_WHAT IS ASKED_. Copy every line of the lines below that contains the string "item". Matching is case-sensitive.

_RECORD LIST_.
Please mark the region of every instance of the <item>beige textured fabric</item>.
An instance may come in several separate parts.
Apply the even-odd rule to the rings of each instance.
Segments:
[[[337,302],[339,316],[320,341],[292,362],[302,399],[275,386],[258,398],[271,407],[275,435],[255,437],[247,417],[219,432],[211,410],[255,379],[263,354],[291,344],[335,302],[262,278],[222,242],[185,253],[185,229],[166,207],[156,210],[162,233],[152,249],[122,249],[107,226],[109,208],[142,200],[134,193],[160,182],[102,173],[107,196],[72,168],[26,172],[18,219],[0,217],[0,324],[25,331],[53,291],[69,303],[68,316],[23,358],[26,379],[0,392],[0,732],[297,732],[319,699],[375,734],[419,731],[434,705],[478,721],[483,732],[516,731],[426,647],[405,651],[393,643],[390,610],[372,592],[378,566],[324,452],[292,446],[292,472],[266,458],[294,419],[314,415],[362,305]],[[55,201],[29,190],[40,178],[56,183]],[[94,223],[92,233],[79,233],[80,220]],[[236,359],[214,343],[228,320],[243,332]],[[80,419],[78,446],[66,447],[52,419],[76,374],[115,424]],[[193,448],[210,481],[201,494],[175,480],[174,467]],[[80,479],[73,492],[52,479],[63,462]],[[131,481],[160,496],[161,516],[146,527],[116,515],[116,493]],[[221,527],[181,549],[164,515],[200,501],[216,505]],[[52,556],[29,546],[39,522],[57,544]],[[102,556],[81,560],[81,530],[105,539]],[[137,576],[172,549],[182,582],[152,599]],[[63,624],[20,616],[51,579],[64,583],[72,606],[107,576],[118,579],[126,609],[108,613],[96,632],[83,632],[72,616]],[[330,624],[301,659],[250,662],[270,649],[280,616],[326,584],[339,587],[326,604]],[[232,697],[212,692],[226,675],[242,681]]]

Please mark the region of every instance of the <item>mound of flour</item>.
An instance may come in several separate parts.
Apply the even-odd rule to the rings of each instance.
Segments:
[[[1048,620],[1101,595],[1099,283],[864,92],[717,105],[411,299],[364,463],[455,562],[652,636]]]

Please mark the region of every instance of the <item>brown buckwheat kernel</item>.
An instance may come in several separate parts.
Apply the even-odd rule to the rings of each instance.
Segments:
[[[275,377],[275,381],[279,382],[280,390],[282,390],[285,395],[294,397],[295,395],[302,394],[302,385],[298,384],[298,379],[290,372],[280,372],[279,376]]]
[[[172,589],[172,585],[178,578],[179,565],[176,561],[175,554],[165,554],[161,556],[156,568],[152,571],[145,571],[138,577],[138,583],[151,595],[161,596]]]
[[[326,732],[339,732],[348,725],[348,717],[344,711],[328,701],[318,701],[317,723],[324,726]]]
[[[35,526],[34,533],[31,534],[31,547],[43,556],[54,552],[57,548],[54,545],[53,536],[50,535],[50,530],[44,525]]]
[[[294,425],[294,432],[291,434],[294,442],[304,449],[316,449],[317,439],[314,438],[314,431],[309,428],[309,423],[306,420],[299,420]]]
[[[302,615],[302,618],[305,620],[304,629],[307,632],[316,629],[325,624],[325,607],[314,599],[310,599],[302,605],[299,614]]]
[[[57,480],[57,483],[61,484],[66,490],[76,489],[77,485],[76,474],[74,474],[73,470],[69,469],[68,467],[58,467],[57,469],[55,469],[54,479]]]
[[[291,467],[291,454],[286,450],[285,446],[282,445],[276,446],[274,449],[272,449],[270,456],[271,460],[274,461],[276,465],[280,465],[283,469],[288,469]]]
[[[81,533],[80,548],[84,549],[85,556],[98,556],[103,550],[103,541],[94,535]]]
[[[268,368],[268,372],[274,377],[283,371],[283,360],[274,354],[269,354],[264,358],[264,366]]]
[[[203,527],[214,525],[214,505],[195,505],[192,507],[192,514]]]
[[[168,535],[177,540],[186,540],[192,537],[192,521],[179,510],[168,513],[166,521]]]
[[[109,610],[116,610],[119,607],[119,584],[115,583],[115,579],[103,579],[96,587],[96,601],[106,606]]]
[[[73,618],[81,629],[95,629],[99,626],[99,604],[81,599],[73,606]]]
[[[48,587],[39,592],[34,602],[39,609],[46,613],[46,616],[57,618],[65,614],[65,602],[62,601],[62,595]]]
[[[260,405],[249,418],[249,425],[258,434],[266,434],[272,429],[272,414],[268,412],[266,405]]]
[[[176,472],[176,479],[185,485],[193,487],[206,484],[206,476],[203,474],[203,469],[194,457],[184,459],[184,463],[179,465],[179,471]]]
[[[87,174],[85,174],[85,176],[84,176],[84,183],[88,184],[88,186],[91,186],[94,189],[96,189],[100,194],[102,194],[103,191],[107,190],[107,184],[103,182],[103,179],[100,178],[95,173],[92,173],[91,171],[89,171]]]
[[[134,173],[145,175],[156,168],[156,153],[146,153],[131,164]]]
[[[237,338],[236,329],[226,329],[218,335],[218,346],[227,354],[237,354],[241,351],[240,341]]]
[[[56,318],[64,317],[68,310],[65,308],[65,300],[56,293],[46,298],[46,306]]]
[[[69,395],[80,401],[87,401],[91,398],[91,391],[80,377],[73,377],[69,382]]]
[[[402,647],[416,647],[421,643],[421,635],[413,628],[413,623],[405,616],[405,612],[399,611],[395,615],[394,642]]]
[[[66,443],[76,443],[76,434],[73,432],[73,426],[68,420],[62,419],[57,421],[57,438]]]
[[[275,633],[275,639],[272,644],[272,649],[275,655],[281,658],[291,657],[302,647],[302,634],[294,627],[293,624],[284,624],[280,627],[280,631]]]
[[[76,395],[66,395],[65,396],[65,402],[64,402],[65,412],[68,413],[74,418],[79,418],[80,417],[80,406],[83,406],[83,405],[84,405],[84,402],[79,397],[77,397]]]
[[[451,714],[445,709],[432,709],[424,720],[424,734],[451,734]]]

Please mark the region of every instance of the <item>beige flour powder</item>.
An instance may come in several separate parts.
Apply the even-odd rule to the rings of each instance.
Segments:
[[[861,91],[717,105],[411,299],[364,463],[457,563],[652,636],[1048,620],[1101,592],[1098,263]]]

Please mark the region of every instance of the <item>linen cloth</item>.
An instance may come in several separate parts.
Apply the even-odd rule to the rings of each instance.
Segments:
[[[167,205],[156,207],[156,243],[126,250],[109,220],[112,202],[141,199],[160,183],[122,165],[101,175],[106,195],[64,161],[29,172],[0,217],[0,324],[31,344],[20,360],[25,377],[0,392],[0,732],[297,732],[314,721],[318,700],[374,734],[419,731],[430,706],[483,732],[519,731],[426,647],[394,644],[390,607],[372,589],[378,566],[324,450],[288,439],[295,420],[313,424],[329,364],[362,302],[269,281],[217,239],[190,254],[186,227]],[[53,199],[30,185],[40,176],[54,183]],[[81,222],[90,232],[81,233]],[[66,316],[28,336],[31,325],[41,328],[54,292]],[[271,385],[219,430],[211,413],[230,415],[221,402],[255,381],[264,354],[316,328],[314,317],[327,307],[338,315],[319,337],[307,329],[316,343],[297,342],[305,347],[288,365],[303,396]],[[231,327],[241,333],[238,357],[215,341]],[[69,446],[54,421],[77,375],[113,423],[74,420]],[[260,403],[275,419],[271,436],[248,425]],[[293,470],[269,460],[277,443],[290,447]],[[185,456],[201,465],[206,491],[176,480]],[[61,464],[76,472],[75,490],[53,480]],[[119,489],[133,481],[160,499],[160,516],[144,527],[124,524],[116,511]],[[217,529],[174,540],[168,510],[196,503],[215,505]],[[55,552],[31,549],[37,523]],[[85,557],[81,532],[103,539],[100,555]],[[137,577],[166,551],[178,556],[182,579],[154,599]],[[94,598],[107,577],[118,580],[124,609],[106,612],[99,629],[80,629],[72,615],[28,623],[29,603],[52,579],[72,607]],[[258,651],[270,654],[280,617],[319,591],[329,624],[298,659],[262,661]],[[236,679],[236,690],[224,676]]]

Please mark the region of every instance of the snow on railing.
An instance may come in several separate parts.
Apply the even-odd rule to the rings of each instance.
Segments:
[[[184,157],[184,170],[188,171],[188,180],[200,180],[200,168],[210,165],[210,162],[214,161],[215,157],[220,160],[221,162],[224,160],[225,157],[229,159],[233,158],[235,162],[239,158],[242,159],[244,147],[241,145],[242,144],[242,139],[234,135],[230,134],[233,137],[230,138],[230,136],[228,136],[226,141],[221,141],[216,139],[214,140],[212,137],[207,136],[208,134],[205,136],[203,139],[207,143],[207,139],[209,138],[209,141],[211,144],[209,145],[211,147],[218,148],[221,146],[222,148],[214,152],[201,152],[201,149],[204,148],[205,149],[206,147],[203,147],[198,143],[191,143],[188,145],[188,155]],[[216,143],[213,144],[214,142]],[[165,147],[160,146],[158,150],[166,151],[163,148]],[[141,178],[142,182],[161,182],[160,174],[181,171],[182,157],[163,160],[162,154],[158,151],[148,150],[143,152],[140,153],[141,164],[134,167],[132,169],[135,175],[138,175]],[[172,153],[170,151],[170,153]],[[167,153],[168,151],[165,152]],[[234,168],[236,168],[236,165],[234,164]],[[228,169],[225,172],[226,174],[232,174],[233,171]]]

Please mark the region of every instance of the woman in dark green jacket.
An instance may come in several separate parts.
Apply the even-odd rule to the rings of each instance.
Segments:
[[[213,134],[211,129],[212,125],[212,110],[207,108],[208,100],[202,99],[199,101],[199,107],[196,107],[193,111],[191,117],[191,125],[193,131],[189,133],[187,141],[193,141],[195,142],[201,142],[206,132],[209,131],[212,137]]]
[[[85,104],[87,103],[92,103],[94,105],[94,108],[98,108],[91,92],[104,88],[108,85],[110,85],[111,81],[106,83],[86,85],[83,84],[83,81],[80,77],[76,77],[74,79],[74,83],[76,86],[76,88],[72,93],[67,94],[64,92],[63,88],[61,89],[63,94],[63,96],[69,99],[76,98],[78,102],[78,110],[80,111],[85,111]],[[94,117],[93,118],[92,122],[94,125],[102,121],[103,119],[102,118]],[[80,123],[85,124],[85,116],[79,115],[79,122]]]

_EXERCISE OUTPUT_.
Please mark the region of every instance of the <item>beige textured fabric</item>.
Please mark the region of every instance of the <item>mound of flour</item>.
Please mark the region of every instance of the <item>brown buckwheat kernel</item>.
Please mark the region of every instance of the <item>beige flour powder</item>.
Please mark the region of every instance of the <item>linen cloth</item>.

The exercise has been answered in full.